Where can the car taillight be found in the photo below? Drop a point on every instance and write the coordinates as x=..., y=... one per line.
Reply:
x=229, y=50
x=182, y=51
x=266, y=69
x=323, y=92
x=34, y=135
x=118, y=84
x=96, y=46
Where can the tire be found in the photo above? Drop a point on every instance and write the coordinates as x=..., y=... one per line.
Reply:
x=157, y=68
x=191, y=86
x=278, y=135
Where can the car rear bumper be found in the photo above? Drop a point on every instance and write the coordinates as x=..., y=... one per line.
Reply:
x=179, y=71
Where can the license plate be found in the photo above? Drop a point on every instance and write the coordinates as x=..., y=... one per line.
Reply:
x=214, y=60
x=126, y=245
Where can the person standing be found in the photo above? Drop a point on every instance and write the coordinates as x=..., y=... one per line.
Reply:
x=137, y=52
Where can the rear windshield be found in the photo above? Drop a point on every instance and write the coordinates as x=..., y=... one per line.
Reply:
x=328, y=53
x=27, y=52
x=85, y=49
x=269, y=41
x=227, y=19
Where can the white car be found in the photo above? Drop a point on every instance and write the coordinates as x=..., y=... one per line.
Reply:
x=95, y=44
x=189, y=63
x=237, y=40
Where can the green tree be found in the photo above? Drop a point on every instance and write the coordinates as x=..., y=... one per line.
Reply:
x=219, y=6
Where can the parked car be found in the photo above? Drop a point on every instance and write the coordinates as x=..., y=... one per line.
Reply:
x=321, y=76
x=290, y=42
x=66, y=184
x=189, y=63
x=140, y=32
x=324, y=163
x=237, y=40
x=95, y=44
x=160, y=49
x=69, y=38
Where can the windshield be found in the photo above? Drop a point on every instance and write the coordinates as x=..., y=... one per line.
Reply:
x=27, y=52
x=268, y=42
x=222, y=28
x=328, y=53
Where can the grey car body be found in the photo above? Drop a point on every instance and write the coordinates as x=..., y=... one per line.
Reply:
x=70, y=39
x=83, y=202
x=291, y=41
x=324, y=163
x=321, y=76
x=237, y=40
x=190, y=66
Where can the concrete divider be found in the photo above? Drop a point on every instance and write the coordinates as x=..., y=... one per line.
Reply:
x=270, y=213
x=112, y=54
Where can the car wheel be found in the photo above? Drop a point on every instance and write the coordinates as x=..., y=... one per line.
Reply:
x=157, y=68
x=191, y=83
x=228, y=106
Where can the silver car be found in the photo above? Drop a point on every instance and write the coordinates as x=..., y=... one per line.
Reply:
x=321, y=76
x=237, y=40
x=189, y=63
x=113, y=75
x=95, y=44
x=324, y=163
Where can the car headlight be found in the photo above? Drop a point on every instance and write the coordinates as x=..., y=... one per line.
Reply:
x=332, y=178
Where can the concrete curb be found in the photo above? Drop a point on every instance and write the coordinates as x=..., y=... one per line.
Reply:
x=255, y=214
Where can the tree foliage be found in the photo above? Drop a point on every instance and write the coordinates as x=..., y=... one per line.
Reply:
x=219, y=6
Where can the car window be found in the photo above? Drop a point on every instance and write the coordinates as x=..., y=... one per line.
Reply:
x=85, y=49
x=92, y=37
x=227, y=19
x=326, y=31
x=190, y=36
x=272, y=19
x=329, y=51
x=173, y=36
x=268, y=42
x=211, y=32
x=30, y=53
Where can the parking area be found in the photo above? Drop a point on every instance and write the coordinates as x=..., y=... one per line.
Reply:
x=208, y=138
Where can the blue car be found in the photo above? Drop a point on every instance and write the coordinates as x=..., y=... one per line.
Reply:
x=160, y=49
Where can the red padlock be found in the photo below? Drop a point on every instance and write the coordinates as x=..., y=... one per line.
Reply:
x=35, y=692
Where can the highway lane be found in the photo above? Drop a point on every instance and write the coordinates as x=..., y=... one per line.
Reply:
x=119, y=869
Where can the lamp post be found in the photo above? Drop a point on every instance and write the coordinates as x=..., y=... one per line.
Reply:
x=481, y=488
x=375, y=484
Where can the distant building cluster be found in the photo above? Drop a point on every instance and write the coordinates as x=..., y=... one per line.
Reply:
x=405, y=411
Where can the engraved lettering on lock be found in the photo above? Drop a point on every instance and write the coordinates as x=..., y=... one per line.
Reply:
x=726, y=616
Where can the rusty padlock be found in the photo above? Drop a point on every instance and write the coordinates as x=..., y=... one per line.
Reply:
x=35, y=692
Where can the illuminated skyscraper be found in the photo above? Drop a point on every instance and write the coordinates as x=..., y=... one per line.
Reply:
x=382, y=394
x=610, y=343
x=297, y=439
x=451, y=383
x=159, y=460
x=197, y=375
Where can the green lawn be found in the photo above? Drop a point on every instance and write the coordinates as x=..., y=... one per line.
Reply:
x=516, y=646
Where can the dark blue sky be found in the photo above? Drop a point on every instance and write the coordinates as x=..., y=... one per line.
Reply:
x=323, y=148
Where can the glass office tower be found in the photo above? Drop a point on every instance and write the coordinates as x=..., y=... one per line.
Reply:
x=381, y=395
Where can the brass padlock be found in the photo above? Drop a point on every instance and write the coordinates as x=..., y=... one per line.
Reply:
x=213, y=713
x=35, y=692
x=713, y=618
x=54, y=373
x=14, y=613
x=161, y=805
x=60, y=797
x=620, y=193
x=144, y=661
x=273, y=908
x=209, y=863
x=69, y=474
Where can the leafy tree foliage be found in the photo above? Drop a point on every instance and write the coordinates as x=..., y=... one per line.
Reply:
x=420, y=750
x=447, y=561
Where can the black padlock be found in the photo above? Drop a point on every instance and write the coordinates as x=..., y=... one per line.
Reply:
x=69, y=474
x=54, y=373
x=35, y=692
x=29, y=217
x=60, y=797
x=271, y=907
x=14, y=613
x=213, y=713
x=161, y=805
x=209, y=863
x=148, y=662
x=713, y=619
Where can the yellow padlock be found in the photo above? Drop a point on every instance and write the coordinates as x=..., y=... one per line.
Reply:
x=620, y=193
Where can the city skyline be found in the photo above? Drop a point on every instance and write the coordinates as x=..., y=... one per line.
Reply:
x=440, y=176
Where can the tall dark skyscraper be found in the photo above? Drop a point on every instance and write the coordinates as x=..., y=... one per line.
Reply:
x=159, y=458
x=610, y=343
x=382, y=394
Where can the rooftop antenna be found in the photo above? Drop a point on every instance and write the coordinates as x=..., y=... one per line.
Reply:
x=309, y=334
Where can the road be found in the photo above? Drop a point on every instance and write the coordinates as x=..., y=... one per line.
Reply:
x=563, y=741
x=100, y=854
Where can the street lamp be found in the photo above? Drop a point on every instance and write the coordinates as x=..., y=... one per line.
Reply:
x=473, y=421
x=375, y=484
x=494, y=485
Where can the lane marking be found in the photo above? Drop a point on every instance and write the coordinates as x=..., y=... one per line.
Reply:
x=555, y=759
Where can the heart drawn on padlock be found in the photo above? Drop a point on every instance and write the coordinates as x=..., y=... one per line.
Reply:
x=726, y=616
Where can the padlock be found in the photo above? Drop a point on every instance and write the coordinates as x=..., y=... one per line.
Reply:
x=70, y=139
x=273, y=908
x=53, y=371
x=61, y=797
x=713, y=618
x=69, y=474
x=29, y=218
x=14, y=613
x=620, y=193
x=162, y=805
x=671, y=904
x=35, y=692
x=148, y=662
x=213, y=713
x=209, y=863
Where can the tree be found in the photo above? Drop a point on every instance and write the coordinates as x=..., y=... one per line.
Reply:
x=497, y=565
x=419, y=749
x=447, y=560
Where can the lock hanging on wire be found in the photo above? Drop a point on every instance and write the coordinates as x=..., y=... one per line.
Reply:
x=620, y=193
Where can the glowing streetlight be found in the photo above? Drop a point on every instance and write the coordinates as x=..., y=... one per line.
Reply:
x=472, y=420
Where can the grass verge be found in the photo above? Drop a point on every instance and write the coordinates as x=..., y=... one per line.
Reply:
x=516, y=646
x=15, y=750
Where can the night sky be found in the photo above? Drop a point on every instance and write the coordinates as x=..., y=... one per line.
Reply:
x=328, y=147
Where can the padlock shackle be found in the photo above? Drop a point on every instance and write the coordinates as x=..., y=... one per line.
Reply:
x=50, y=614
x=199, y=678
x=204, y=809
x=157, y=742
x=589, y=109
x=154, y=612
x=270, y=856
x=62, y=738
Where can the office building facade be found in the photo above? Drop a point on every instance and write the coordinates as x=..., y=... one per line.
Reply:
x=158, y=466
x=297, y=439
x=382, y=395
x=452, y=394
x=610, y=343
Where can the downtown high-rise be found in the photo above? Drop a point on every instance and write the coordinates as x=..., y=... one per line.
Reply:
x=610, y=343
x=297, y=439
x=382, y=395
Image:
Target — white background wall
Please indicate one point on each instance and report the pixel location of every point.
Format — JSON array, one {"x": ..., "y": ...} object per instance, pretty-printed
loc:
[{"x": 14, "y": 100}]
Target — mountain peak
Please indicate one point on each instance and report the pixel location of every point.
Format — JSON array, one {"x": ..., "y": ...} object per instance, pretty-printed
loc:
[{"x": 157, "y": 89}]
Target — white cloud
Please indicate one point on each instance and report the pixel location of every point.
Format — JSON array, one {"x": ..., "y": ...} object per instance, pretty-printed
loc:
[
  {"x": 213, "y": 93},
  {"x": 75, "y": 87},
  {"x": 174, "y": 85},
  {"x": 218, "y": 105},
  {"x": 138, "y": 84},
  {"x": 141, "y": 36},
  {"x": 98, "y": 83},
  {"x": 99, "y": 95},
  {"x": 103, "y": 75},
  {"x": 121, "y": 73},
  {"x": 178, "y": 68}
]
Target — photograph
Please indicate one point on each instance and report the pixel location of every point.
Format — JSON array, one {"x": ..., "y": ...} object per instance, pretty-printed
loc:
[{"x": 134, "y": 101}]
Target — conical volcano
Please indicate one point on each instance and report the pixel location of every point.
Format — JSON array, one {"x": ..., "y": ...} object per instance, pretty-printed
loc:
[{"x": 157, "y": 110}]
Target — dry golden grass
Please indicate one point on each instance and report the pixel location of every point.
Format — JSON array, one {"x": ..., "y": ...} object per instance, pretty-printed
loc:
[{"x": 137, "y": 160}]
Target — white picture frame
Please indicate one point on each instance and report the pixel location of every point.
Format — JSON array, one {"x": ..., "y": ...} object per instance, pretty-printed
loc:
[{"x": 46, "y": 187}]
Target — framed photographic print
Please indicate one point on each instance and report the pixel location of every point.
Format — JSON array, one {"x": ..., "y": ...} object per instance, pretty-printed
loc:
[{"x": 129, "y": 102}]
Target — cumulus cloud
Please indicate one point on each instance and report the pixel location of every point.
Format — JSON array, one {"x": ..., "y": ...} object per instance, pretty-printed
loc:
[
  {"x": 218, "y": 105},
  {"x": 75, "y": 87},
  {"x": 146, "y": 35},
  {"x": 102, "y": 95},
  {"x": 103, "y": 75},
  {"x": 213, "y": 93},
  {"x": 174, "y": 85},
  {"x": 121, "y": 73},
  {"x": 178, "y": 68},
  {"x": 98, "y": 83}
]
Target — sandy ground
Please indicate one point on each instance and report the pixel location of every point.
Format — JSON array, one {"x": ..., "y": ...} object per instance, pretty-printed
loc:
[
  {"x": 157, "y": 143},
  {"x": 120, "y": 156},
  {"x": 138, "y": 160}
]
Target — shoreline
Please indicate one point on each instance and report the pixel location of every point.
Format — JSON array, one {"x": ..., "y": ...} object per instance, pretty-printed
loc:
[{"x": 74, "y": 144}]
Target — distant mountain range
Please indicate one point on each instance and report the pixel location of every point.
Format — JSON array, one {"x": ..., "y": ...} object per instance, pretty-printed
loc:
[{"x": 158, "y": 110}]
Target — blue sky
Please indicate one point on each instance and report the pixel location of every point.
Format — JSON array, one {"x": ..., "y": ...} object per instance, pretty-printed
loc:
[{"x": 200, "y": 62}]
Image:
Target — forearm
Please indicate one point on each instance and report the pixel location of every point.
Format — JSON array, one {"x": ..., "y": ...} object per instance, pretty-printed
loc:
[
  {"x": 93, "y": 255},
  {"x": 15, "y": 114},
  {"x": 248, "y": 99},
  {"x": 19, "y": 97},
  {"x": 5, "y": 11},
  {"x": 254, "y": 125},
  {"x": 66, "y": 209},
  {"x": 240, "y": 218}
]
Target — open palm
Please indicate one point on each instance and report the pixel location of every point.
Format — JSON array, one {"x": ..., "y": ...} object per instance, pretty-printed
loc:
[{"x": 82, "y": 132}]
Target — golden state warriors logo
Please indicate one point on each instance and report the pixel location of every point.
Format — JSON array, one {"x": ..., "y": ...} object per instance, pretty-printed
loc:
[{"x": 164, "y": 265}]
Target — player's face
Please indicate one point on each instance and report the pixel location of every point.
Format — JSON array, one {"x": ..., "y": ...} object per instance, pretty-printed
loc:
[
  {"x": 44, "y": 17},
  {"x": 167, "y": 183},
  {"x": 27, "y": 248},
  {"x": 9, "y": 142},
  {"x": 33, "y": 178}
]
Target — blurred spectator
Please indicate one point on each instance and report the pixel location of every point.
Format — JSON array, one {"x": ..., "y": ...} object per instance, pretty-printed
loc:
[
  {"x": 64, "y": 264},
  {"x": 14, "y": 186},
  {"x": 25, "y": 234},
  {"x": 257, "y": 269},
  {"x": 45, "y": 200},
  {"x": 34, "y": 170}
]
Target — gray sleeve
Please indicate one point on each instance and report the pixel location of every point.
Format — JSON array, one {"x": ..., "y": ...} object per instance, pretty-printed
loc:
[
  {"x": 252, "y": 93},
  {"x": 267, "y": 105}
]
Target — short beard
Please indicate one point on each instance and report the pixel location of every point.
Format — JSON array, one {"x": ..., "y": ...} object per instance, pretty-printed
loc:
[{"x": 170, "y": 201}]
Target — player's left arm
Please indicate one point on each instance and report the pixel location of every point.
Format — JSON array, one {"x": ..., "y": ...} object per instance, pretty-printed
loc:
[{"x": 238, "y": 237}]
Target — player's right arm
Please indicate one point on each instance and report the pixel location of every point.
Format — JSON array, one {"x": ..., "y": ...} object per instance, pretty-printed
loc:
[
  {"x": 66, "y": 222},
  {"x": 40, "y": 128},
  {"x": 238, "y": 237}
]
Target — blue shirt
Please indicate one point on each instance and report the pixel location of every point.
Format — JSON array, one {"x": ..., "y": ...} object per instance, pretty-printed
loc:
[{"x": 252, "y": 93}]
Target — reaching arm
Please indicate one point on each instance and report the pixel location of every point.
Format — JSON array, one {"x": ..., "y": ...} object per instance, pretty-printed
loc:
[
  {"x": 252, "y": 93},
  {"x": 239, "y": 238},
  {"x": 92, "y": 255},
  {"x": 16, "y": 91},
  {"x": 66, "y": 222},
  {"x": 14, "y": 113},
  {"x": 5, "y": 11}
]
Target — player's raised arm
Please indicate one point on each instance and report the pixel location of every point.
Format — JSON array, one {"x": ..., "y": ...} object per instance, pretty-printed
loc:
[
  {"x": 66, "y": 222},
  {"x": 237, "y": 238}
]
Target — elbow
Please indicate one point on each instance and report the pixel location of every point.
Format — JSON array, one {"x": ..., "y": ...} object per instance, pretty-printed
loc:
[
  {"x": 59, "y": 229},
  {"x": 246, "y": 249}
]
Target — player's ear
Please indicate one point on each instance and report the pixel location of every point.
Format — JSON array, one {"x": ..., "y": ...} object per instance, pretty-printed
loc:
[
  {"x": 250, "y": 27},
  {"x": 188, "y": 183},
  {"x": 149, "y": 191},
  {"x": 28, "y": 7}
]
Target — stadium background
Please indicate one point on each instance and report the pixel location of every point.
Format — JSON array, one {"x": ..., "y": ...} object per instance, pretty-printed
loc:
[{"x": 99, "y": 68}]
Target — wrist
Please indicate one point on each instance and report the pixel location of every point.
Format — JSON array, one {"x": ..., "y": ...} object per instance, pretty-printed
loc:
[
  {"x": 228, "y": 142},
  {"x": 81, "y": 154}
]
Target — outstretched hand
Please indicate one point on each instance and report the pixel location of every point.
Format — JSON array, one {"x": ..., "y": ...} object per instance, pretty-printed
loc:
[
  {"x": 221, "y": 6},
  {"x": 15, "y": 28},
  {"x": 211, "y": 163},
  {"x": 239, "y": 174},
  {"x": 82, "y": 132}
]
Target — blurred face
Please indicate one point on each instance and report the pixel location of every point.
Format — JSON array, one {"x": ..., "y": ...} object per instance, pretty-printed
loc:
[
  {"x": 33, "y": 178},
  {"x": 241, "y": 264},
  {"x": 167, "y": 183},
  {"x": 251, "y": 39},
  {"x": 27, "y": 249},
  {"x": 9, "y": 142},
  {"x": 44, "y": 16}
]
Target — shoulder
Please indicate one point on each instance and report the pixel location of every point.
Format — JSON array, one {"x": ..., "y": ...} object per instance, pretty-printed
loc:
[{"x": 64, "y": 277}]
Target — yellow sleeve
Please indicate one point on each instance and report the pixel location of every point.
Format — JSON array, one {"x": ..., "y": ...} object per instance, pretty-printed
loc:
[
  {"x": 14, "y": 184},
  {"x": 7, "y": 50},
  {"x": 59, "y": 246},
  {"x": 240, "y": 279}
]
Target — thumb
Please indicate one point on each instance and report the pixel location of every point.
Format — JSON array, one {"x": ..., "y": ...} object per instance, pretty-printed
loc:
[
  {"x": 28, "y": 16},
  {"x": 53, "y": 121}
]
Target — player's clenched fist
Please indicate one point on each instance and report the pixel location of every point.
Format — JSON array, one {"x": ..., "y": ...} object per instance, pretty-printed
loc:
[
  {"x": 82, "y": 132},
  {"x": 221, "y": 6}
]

========

TASK DETAILS:
Copy out the lines of the records starting with the line that contains "Where can the white" and going on through the line that contains "x=190, y=66", with "Reply" replaced by "Answer" throughout and all else unchanged.

SOLVED PROBLEM:
Where can the white car be found in the photo above? Drop a point on every instance and write the coordinates as x=..., y=... one per line.
Answer:
x=95, y=44
x=189, y=63
x=237, y=40
Where can the green tree be found in the photo above? Drop a point on every instance and write the coordinates as x=..., y=... one per line.
Answer:
x=219, y=6
Where can the parked car be found in the photo above? Drop a point on every instance and write the coordinates as x=..., y=... one per line.
Answer:
x=321, y=76
x=290, y=42
x=66, y=184
x=189, y=63
x=140, y=32
x=324, y=163
x=237, y=40
x=95, y=44
x=160, y=49
x=69, y=38
Where can the windshield be found in the photo above? Drop a point on every instance and write the coordinates as x=..., y=... one per line.
Answer:
x=27, y=52
x=268, y=42
x=222, y=28
x=328, y=53
Where can the grey car body be found in the photo above? Drop a point on every instance and write the coordinates as x=..., y=... one per line.
Answer:
x=70, y=39
x=83, y=202
x=291, y=41
x=324, y=163
x=321, y=76
x=237, y=40
x=190, y=66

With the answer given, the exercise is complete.